### Supplied entries
---------------
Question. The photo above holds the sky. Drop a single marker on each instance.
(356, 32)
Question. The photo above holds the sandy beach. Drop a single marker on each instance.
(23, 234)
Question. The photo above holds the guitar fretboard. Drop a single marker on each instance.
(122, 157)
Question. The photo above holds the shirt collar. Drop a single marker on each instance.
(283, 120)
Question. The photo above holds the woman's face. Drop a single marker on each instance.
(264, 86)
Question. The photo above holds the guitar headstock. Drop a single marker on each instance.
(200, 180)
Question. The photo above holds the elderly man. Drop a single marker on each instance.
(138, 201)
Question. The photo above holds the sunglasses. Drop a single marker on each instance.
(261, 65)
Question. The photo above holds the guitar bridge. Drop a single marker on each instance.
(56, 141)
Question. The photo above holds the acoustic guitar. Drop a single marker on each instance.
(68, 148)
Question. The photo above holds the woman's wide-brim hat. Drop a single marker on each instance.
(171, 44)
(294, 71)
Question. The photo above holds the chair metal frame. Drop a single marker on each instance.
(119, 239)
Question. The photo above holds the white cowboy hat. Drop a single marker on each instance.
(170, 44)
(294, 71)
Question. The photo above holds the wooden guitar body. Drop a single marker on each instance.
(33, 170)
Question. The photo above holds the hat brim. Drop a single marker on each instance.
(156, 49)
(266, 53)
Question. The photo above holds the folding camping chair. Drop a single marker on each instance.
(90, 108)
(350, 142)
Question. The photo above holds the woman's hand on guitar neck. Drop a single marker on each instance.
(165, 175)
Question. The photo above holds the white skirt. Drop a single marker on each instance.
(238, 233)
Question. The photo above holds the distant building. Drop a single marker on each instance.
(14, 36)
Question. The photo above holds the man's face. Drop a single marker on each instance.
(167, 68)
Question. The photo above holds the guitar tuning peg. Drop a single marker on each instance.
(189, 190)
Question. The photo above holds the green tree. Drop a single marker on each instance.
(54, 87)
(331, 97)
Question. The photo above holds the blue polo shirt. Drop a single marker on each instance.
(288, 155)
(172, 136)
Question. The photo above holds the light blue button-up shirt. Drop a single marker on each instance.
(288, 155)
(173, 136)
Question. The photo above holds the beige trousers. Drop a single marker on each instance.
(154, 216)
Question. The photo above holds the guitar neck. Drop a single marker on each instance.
---------------
### Work task
Could you write out, exactly, each line of the data above from the one containing "Question. The photo above holds the beige" through the last, including both?

### Answer to the exercise
Question. The photo above holds the beige trousers. Drop a single marker on each instance.
(154, 216)
Question. The photo above holds the guitar neck. Drop a single marker on each instance.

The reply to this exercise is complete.